Work to do
Shift every bounding box coordinate up by 32 in the entries below, covering everything from the line containing "As a warehouse robot's perception module, locate white window" down to the line containing "163, 85, 275, 179", both ends included. Write out all of those lines again, keeping the text lines unchanged.

Task material
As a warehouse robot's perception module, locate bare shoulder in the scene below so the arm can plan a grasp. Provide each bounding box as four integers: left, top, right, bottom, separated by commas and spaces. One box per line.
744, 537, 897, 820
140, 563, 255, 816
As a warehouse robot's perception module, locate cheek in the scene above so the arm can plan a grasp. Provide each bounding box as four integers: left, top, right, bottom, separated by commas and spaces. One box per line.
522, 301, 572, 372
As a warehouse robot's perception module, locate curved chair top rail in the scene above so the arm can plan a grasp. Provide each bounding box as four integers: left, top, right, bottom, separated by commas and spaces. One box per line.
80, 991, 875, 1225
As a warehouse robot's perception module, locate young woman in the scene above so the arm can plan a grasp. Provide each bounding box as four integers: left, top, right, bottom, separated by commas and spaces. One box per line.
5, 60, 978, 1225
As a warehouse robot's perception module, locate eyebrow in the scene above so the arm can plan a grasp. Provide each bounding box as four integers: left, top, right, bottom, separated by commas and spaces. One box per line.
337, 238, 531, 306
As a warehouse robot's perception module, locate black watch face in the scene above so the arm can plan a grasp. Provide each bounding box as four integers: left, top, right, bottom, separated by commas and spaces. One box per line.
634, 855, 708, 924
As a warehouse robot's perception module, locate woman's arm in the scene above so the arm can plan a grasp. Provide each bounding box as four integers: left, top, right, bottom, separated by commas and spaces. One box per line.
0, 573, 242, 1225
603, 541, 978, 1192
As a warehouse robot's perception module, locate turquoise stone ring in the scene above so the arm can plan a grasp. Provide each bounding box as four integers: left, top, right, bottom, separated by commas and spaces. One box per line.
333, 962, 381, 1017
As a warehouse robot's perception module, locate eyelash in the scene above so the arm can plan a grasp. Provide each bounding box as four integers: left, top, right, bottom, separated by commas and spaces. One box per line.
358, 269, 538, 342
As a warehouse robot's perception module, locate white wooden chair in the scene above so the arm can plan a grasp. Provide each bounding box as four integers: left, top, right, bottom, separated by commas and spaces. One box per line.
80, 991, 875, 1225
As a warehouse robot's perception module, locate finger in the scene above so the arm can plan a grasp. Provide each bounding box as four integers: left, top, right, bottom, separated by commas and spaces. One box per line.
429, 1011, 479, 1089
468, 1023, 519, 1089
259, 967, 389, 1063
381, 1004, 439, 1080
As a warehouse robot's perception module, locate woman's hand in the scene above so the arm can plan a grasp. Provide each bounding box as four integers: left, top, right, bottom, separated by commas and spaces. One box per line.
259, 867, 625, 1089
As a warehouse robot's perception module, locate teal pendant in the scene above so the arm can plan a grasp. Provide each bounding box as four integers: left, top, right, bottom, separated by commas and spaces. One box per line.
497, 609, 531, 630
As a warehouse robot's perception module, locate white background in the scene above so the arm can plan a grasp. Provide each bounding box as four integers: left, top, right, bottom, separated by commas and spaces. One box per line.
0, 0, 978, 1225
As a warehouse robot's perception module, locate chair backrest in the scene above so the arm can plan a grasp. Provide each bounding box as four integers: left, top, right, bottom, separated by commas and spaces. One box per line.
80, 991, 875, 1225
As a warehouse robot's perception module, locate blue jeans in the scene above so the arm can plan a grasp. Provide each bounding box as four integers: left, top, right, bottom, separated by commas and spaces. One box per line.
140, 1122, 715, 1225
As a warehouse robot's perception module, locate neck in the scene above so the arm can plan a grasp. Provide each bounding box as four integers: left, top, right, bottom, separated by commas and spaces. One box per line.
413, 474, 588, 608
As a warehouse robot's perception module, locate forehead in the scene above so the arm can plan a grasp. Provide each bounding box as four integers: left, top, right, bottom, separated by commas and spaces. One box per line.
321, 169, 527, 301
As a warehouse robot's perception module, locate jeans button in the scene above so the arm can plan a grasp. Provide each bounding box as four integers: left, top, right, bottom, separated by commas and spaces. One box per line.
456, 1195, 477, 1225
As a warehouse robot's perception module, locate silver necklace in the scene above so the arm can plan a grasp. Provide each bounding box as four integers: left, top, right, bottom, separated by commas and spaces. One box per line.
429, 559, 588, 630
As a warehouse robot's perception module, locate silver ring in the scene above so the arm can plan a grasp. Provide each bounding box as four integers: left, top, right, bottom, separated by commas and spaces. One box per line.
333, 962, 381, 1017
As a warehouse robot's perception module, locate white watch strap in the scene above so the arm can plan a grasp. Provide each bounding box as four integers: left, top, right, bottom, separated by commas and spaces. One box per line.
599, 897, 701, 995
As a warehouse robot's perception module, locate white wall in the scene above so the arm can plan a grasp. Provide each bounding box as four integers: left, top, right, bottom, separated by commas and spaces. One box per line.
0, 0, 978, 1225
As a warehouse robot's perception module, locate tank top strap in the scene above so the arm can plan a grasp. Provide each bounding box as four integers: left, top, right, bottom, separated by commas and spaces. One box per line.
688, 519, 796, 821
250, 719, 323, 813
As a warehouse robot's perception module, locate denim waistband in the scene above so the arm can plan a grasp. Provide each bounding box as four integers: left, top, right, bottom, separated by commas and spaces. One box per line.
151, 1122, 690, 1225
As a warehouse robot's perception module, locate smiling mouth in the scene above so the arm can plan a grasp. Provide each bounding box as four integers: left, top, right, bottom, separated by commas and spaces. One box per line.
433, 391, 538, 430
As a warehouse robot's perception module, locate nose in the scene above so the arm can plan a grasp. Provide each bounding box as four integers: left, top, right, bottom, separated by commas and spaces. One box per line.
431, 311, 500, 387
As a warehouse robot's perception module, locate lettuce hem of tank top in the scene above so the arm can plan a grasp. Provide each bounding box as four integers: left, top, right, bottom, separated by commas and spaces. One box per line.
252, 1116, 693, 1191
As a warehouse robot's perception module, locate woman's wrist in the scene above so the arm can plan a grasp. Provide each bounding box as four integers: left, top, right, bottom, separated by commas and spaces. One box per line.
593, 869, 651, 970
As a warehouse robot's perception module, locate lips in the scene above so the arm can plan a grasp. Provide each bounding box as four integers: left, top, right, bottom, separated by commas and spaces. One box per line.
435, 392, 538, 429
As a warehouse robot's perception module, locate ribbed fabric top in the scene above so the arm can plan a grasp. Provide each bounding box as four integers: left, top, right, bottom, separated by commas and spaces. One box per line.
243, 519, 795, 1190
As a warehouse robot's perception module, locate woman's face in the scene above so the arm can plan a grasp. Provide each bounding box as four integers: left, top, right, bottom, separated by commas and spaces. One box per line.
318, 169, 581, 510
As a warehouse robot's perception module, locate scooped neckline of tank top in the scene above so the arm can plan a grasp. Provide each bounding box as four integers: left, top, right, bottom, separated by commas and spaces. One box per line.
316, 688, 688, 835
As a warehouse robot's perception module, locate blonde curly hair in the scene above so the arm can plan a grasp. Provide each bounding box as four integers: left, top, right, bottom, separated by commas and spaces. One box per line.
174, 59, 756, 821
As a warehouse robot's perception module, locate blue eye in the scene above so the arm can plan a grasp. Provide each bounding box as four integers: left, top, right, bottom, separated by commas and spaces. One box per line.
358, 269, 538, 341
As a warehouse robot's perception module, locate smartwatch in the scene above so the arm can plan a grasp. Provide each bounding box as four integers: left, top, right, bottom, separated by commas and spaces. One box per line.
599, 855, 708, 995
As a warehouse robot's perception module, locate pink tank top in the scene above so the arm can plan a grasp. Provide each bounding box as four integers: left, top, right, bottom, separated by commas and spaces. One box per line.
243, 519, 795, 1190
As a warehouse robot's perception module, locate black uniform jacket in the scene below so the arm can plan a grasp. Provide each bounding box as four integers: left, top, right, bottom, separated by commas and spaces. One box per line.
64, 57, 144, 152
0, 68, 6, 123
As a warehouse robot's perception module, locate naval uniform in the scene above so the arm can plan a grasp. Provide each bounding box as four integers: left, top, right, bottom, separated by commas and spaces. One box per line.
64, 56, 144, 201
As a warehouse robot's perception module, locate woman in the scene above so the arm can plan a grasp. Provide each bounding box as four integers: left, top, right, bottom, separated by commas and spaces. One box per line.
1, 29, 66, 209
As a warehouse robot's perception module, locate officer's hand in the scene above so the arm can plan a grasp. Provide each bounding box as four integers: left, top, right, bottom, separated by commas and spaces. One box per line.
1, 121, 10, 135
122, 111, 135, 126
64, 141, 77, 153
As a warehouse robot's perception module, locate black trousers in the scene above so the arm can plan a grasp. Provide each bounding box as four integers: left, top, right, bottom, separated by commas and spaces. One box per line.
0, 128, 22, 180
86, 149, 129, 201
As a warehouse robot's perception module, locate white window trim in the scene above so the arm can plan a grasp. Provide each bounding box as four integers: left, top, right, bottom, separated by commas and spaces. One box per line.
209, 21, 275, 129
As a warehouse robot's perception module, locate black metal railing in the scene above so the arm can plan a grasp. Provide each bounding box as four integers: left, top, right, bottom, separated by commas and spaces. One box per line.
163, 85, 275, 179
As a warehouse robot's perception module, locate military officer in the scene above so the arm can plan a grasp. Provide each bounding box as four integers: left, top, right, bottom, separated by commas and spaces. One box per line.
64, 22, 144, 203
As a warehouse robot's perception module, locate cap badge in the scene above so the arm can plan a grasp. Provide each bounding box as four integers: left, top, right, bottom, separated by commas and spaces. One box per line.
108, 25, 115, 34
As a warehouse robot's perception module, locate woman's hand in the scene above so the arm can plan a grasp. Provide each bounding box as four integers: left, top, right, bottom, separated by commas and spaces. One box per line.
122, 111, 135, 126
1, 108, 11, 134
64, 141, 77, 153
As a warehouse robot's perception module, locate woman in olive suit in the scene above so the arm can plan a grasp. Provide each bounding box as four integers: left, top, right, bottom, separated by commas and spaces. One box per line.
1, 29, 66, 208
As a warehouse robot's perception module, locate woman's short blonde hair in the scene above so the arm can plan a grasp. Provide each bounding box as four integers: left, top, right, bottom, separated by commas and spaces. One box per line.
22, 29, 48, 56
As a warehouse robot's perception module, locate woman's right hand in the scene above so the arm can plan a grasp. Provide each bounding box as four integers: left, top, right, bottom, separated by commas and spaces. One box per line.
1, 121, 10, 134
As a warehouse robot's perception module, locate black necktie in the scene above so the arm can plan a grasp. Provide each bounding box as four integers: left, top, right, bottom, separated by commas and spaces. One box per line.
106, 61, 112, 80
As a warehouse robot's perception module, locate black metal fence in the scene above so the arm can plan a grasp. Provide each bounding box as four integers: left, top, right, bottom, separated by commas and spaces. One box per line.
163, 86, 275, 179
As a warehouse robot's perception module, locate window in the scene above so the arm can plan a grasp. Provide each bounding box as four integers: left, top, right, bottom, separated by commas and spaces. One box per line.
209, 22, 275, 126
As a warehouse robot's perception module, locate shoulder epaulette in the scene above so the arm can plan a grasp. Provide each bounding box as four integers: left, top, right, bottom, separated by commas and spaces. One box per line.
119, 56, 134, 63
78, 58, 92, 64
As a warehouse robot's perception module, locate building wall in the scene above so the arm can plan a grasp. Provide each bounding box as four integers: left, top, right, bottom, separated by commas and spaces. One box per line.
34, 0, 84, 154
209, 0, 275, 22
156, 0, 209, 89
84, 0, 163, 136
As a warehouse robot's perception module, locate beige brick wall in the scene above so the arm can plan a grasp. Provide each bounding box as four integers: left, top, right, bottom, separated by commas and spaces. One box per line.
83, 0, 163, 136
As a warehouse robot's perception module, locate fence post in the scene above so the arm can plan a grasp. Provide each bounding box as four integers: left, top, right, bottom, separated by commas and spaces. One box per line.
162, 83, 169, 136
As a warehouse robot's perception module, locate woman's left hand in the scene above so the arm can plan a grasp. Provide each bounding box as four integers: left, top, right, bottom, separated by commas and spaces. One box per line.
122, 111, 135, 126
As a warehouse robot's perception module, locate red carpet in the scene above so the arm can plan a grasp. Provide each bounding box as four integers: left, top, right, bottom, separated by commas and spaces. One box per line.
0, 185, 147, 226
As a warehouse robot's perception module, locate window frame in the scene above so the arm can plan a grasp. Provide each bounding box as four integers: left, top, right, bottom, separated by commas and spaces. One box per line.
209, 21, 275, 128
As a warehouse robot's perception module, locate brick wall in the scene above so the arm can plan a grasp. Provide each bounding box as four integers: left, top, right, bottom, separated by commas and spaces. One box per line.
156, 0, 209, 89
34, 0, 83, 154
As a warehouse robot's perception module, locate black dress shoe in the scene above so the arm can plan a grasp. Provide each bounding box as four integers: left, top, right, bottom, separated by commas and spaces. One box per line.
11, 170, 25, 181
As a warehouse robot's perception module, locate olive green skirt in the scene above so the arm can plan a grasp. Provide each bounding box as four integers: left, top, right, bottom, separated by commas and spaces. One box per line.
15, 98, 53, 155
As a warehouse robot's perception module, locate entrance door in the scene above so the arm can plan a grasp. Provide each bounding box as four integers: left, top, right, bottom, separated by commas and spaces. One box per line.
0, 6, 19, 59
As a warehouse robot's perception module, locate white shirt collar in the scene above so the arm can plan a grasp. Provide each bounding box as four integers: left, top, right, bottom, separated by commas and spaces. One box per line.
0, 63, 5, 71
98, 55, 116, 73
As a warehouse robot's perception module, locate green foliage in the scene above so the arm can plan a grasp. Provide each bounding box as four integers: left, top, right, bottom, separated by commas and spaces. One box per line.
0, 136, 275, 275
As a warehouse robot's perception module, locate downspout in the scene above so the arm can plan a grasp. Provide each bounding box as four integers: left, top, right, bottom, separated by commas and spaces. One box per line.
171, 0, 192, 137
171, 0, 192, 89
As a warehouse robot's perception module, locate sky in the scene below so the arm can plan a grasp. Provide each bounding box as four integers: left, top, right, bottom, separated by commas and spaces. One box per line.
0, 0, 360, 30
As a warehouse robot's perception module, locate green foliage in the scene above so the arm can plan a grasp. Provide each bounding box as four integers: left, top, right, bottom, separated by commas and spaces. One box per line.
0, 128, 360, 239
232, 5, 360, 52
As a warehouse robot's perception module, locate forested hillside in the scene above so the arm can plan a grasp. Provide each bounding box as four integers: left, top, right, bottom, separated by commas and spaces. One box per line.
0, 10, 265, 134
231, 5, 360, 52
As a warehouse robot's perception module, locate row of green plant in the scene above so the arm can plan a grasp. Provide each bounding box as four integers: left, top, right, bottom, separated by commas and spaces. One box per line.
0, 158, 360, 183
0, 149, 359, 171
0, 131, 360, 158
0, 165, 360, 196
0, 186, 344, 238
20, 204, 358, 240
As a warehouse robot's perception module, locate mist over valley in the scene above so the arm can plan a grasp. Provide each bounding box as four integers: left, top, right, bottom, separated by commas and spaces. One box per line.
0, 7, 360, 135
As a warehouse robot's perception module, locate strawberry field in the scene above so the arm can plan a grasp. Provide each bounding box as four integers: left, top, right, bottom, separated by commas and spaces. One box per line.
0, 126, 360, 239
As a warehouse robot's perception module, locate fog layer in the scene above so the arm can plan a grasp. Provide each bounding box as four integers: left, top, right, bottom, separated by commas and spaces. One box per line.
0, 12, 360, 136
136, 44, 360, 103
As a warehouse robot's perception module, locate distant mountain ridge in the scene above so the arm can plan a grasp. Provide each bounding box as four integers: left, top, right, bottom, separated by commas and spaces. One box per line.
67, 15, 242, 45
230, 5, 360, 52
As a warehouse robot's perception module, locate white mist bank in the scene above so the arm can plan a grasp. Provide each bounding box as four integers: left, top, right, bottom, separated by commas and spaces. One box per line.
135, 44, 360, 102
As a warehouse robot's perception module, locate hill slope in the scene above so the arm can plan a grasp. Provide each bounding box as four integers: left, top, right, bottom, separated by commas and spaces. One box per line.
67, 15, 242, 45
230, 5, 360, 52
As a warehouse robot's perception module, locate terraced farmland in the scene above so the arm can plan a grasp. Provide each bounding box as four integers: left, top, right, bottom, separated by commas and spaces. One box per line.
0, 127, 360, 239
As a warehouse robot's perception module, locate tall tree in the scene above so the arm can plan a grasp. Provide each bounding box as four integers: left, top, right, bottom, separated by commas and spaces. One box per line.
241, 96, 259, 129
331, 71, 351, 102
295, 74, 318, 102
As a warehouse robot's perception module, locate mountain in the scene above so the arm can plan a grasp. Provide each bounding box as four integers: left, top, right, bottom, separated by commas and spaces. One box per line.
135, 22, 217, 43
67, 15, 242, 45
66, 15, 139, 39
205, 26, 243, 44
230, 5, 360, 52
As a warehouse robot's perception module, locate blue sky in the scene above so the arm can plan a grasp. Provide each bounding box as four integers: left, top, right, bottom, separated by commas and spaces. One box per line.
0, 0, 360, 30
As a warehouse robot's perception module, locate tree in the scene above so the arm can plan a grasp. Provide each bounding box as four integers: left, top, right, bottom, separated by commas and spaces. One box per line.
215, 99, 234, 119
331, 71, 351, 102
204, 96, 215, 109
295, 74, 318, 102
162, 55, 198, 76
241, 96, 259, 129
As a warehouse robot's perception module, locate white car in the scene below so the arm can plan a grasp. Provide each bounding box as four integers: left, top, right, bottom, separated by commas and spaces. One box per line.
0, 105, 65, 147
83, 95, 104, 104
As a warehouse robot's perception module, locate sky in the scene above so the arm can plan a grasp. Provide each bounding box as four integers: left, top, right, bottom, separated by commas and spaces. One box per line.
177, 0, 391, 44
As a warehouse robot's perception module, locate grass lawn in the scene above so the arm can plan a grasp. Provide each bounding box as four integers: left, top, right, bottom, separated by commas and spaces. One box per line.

Result
As a warehouse robot's perception module, locate white window trim in the scene above so the arm can plan a grasp. Provide each bounding box as four integers: left, top, right, bottom, separated by commas and spaces. One box per line.
241, 53, 307, 161
As a warehouse robot's perception module, locate black metal railing in the scene above so the arm can plan a grasp. Provide each bounding box as four integers: left, top, right, bottom, separated by commas and spaces. One box per line.
195, 117, 307, 211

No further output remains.